■ **Exercise task 1**:
In the Julia multithreading excerpt, which scheduler is the default for the `Threads.@threads` macro?

=-=-=-=-=

The main multithreading approach is to use the `Threads.@threads` macro which parallelizes a for loop to run with multiple threads. Let us operate on the array `a` simultaneously using 4 threads. We'll have each thread write its thread ID into each location.

**Note**: 4 is the number of threads on my computer.

In [3]:
a = zeros(Int, 10)
Threads.@threads for i = 1:10
    a[i] = Threads.threadid()
end
display(a)

10-element Vector{Int64}:
  2
  9
 12
  6
  7
 10
  1
  8
  3
 11

The iteration space is split among the threads. What is the difference between `:static` and `:dynamic` schedulers?

In [4]:
function busywait(seconds)
    tstart = time_ns()
    while (time_ns() - tstart) / 1e9 < seconds
    end
end

busywait (generic function with 1 method)

The schedule used by the macro `Threads.@threads` can be specified as:
* `:static` schedules one task per thread apriori
* `:dynamic` (default) schedules tasks among threads dynamically

In [5]:
@time begin
    Threads.@spawn busywait(5)
    Threads.@threads :static for i in 1:Threads.nthreads()
        busywait(1)
    end
end

  6.046568 seconds (63.43 k allocations: 3.391 MiB, 0.93% compilation time)


In [6]:
@time begin
    Threads.@spawn busywait(5)
    Threads.@threads :dynamic for i in 1:Threads.nthreads()
        busywait(1)

=-=-=-=-=

■ **Exercise task 2**:
Pick out and copy each line of the entries below that contains the string "wildfire".

=-=-=-=-=

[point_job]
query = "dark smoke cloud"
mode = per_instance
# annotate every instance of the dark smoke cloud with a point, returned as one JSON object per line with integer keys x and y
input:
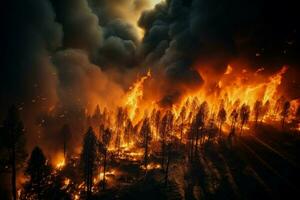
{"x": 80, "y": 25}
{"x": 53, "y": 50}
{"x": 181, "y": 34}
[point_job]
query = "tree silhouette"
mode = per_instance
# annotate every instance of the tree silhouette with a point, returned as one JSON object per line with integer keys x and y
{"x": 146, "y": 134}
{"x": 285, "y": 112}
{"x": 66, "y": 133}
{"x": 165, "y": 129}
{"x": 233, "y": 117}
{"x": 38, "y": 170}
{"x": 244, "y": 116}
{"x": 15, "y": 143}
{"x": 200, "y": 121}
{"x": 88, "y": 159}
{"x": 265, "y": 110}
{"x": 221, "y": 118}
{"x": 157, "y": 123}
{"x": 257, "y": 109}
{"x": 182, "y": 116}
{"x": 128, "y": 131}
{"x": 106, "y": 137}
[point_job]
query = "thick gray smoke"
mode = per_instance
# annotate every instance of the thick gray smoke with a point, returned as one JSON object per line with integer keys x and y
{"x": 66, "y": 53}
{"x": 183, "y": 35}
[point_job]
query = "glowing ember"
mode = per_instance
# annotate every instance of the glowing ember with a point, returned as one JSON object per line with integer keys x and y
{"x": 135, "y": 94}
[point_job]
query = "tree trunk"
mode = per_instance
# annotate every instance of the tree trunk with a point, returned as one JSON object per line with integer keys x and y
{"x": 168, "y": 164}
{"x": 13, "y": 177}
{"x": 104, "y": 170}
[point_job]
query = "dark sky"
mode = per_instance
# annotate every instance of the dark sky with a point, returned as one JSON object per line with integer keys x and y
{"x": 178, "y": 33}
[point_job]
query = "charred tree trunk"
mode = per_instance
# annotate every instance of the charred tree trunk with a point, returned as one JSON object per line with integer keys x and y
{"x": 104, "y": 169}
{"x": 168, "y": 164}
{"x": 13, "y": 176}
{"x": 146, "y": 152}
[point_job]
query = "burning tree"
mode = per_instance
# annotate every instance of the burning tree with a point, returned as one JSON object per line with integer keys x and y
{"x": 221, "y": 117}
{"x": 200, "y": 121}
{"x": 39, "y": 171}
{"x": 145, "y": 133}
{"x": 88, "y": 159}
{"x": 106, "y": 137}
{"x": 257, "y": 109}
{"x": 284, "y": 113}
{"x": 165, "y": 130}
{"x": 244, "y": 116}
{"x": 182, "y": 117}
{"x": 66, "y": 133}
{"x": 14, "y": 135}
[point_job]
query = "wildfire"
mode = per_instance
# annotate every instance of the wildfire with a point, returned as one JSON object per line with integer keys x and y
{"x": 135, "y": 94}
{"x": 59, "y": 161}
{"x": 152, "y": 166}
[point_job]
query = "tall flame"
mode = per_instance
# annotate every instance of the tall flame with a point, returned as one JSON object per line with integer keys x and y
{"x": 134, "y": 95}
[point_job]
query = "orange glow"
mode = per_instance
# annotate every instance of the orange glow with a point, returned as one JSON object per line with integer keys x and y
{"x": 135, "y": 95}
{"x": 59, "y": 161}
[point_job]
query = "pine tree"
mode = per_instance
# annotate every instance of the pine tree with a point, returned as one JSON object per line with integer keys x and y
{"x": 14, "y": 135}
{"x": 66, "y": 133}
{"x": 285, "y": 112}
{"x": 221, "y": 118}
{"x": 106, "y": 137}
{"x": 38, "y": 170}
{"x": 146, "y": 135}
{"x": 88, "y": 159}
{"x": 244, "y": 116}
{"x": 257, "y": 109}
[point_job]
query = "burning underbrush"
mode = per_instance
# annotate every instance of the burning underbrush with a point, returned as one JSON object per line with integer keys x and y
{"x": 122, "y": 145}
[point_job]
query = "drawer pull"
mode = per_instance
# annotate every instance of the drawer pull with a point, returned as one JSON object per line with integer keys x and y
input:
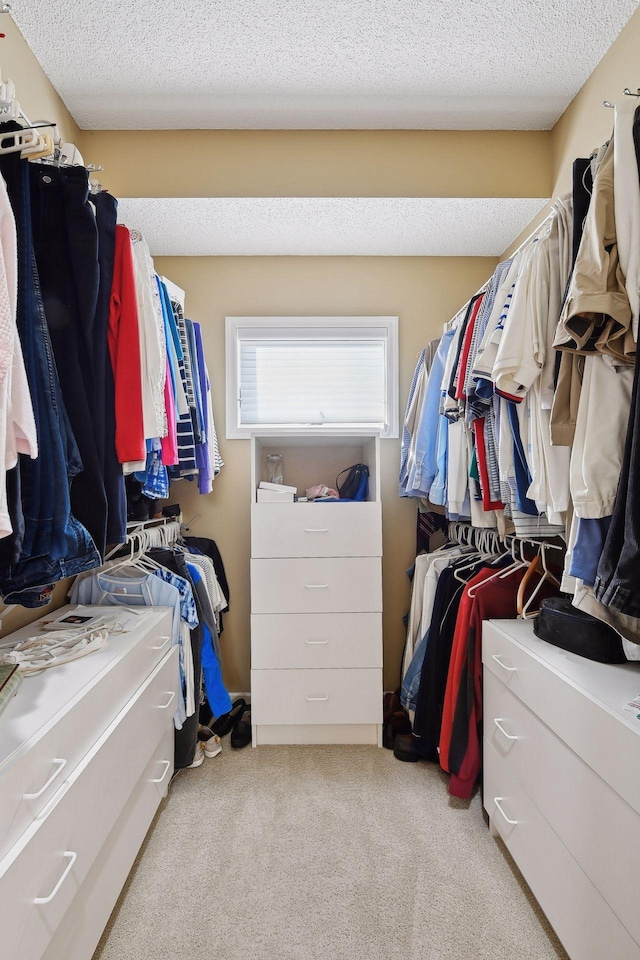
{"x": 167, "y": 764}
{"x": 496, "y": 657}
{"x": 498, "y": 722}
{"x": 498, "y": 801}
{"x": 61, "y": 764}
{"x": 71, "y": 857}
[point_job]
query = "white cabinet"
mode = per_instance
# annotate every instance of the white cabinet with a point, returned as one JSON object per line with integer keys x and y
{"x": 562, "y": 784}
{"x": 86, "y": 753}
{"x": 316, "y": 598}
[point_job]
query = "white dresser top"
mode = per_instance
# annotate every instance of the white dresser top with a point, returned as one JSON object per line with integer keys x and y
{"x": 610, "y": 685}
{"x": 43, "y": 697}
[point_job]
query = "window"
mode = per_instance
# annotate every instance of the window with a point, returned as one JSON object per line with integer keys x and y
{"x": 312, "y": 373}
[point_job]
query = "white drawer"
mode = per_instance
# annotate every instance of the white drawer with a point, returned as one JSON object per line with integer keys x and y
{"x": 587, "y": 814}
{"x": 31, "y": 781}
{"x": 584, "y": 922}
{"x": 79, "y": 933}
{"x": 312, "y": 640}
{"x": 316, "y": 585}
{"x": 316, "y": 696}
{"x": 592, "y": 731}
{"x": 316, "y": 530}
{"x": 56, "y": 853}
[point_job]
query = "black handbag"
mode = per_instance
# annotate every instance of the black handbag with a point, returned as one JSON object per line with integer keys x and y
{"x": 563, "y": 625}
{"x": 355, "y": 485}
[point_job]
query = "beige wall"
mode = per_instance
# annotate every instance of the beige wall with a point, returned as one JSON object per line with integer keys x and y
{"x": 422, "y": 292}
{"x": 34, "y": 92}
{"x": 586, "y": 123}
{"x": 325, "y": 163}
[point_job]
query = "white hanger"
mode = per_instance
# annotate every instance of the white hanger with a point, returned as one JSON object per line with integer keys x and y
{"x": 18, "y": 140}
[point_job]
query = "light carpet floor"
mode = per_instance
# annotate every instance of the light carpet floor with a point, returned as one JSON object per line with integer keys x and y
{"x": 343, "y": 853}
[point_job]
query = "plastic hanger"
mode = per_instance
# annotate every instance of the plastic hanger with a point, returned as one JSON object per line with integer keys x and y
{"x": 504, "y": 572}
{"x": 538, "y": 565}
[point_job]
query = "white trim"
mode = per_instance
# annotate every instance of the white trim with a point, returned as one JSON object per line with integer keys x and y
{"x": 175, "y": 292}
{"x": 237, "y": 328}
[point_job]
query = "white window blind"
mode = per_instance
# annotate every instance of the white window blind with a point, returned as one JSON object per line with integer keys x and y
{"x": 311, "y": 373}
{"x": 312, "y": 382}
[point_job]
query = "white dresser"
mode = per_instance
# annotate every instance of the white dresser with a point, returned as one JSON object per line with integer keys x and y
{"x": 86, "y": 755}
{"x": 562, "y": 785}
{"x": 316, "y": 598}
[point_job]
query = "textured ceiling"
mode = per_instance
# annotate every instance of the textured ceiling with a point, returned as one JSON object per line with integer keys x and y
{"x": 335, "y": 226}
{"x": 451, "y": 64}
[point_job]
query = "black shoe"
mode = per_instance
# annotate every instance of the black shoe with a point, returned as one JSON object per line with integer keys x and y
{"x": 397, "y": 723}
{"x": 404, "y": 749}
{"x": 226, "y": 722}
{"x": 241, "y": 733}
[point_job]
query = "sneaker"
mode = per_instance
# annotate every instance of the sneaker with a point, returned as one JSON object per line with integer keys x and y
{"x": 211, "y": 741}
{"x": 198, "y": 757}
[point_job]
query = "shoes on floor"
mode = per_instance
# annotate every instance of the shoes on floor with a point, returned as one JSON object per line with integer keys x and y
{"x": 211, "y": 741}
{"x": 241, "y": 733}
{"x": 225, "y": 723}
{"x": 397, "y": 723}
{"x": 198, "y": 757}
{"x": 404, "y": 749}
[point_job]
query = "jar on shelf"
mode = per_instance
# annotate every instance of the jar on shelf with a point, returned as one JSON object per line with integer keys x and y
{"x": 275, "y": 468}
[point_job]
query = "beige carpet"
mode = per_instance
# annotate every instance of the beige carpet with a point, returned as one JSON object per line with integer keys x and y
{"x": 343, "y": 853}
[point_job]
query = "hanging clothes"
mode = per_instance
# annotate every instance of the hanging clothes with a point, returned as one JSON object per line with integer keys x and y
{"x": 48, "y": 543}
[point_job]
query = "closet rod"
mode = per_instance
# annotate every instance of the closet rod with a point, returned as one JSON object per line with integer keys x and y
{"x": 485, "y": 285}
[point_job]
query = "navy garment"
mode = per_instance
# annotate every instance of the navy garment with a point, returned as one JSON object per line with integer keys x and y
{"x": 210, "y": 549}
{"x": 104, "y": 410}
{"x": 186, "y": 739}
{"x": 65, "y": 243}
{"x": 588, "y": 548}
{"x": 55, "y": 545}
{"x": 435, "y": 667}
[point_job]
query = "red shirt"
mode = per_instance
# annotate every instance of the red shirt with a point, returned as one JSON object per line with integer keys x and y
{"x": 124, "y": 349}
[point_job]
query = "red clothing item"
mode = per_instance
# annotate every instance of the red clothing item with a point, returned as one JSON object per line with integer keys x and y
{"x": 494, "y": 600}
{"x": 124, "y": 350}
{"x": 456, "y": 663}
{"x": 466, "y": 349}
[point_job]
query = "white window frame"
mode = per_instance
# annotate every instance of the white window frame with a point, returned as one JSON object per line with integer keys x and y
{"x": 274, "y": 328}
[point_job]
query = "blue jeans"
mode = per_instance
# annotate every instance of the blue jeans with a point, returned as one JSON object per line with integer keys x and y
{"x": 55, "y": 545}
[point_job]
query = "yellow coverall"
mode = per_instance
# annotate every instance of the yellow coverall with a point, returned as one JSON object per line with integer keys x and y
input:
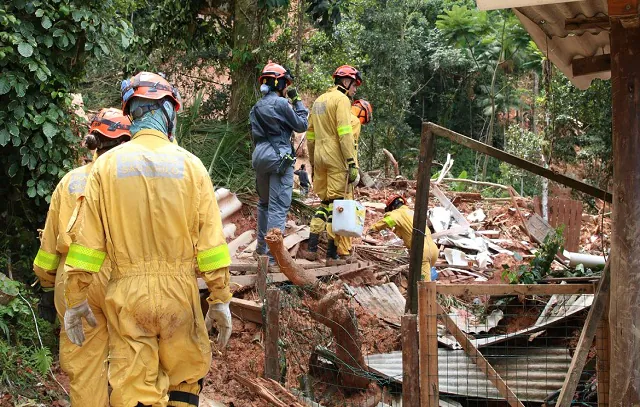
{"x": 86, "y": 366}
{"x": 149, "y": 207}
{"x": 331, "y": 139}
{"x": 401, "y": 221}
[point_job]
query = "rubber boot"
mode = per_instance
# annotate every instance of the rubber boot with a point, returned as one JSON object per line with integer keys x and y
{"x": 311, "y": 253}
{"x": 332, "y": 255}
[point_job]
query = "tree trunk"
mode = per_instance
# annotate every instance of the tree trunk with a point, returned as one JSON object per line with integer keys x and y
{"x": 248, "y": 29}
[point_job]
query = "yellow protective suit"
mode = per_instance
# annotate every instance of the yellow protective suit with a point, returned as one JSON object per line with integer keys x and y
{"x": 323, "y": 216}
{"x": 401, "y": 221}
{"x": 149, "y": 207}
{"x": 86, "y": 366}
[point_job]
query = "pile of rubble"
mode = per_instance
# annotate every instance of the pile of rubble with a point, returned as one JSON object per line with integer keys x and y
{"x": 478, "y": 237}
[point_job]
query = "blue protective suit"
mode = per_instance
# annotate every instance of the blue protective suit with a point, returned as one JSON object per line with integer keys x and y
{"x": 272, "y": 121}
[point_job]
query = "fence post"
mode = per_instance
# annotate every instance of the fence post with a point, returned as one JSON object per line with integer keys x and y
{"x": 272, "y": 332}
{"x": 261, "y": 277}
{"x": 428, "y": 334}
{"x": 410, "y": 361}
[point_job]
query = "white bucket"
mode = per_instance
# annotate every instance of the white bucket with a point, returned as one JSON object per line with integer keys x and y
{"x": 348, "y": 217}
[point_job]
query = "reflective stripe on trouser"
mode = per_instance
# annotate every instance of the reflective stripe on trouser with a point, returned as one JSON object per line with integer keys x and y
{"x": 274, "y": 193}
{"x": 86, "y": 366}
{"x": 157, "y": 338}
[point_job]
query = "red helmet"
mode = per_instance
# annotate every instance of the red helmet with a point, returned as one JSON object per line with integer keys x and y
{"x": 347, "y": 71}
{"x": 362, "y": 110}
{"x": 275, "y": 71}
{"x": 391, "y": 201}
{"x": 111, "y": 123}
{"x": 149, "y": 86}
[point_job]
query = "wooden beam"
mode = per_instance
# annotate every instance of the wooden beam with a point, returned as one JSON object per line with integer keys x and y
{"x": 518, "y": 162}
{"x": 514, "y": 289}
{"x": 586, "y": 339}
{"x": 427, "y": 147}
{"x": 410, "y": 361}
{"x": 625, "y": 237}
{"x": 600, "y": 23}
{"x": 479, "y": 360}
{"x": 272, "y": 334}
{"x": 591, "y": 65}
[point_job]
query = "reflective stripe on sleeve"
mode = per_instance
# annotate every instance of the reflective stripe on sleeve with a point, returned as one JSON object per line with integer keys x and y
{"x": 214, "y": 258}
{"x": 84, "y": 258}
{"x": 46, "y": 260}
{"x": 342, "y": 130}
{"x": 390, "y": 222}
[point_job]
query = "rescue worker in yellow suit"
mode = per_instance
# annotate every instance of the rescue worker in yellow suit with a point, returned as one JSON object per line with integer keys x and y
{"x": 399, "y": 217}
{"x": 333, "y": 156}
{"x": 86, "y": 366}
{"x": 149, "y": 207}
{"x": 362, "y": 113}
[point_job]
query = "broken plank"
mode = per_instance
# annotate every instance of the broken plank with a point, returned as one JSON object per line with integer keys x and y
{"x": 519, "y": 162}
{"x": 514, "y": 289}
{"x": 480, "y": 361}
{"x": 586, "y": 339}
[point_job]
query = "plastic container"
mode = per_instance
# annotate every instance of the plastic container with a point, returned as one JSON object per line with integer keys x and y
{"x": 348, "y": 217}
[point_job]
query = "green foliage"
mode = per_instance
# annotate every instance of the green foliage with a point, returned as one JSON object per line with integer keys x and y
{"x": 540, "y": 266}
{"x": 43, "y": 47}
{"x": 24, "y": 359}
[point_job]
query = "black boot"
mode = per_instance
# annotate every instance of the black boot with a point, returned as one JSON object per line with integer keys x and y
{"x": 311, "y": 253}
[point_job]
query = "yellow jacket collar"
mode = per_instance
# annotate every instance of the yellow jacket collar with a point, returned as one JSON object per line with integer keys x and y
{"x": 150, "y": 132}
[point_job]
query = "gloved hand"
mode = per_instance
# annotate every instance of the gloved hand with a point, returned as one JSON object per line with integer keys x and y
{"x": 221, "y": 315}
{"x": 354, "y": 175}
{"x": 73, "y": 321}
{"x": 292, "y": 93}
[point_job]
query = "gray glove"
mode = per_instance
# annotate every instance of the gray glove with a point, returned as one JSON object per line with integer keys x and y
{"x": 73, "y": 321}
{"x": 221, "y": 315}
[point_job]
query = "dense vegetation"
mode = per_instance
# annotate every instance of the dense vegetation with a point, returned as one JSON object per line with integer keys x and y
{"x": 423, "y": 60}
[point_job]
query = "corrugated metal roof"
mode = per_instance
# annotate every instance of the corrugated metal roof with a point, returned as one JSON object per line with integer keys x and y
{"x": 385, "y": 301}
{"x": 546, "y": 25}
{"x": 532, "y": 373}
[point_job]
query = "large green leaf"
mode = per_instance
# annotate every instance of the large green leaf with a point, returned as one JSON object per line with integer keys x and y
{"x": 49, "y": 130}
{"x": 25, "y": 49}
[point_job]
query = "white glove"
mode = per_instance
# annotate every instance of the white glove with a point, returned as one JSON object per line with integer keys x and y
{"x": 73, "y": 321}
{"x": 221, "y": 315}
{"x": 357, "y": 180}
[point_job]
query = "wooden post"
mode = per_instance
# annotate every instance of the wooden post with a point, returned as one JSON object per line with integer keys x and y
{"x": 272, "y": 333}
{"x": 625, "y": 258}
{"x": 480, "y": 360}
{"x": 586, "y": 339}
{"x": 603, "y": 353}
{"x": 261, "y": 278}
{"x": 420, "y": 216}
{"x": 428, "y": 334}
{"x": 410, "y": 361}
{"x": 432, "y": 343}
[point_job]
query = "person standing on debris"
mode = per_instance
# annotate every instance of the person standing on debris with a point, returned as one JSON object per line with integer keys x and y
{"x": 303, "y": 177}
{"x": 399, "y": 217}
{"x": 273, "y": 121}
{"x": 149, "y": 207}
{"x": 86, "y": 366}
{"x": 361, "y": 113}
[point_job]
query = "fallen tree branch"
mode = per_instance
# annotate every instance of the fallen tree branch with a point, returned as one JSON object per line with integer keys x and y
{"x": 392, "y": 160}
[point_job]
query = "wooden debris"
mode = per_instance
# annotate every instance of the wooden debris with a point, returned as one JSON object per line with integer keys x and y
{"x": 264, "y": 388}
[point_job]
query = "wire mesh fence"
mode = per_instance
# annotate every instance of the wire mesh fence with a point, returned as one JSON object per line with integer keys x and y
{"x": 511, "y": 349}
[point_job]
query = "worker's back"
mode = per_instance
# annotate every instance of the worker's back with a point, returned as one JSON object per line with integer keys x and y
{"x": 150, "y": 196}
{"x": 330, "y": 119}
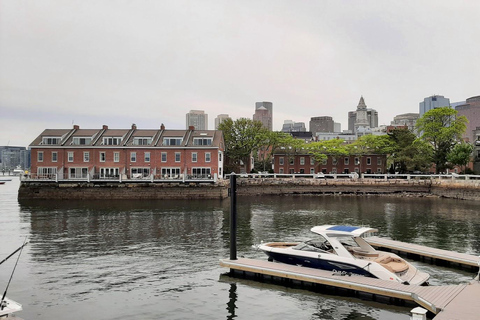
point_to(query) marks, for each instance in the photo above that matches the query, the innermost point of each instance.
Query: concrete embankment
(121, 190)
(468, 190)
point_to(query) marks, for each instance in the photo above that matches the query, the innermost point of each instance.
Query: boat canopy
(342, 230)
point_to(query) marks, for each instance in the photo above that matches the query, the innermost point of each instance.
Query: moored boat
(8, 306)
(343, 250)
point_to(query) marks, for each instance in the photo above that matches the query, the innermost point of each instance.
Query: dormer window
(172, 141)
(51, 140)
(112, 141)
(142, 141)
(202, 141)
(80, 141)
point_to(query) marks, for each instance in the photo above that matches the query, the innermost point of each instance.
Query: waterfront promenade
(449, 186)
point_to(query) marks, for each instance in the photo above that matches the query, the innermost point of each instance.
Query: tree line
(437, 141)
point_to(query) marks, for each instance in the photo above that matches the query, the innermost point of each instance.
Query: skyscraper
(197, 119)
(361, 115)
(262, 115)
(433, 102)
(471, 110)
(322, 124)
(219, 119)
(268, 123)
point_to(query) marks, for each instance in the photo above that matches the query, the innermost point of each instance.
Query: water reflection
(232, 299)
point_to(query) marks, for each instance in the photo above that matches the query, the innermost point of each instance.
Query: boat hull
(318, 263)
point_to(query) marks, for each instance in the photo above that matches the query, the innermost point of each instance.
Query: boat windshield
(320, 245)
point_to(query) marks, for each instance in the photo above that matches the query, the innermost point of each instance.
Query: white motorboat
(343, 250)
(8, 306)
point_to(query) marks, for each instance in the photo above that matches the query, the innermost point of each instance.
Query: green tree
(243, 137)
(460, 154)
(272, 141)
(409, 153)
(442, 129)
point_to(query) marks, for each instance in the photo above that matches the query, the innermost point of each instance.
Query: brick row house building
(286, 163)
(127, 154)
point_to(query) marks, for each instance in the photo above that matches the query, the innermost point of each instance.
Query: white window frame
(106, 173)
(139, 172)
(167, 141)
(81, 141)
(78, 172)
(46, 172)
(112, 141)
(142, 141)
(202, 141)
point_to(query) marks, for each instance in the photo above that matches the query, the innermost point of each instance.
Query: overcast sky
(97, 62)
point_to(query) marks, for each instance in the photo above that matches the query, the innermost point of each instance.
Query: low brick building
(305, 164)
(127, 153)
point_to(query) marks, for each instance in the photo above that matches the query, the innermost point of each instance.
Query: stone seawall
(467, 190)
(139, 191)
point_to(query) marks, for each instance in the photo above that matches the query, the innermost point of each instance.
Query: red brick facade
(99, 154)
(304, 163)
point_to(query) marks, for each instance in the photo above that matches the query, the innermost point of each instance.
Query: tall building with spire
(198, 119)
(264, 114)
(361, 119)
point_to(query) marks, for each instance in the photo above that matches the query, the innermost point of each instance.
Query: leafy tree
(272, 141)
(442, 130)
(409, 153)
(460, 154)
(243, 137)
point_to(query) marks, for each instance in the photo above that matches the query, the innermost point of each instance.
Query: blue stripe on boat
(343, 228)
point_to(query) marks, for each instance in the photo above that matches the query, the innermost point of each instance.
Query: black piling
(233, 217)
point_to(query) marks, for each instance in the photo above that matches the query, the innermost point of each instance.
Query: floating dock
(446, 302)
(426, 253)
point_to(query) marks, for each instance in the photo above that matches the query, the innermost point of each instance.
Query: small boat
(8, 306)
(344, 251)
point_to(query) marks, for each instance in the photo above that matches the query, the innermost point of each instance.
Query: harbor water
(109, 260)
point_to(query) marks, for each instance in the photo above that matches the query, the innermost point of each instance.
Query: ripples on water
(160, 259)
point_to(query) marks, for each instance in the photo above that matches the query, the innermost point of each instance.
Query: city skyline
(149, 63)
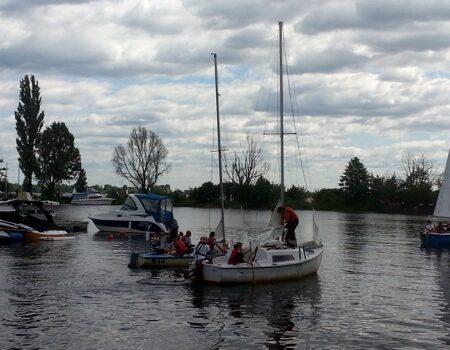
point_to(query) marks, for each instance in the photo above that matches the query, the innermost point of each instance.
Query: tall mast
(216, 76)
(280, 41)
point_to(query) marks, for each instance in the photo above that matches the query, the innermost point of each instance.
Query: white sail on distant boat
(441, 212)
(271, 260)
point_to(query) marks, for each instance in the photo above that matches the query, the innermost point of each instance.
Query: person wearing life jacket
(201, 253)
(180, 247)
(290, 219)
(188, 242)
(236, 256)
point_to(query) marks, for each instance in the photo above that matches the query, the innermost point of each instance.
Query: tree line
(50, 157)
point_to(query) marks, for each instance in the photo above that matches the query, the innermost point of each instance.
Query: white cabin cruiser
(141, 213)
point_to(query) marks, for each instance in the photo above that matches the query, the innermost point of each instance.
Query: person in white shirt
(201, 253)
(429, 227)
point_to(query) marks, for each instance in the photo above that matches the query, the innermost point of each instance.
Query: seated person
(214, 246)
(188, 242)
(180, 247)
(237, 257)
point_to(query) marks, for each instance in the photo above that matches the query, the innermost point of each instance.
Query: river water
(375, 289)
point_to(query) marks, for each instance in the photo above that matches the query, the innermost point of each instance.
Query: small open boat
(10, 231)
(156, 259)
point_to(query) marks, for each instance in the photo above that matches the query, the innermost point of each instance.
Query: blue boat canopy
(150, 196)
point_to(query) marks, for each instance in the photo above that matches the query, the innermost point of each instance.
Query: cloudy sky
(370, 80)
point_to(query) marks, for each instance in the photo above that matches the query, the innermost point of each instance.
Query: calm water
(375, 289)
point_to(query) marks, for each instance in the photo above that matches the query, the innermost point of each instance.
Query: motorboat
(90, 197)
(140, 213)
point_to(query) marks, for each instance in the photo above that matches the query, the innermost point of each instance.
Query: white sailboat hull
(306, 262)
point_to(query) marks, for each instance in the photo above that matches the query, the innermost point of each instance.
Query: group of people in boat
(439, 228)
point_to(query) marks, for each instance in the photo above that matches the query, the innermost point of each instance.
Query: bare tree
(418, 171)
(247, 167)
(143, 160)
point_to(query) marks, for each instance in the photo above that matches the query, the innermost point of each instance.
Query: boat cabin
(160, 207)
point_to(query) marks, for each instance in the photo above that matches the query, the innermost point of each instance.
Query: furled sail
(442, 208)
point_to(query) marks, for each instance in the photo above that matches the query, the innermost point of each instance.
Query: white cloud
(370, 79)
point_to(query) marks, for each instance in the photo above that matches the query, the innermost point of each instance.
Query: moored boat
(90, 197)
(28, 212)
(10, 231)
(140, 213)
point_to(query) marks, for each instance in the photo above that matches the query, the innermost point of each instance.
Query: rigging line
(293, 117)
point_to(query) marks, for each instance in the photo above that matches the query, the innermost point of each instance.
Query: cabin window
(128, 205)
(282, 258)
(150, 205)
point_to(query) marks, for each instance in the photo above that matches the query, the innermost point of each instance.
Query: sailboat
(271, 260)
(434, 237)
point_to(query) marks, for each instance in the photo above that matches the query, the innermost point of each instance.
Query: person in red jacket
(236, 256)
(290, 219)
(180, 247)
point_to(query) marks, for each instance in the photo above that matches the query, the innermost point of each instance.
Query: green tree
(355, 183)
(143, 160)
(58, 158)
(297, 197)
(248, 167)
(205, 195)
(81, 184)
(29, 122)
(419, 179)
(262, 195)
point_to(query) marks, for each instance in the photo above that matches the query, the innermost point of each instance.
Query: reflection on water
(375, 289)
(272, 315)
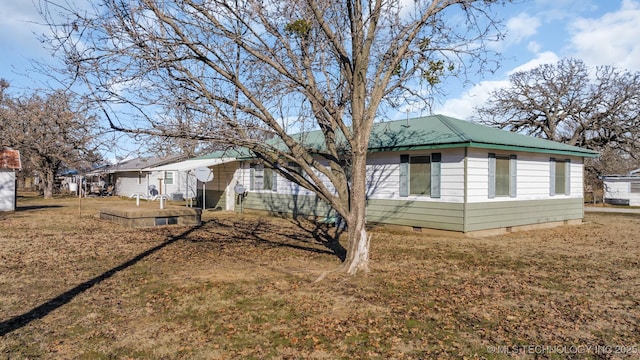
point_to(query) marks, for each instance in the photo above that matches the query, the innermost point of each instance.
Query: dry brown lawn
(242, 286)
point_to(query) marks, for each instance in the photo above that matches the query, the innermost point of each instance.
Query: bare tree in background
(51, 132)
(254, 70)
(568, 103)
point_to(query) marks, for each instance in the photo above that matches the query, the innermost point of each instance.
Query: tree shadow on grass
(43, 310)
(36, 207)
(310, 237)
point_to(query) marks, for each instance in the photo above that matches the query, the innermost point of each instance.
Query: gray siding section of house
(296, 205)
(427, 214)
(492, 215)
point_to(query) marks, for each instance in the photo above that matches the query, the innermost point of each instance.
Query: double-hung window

=-=-=-=-=

■ **Output 1**:
`:dynamic`

■ **Output 2**:
query = "wildfire"
# annotate every instance of the wildfire with a point, returned as one JSON object per line with integer keys x and y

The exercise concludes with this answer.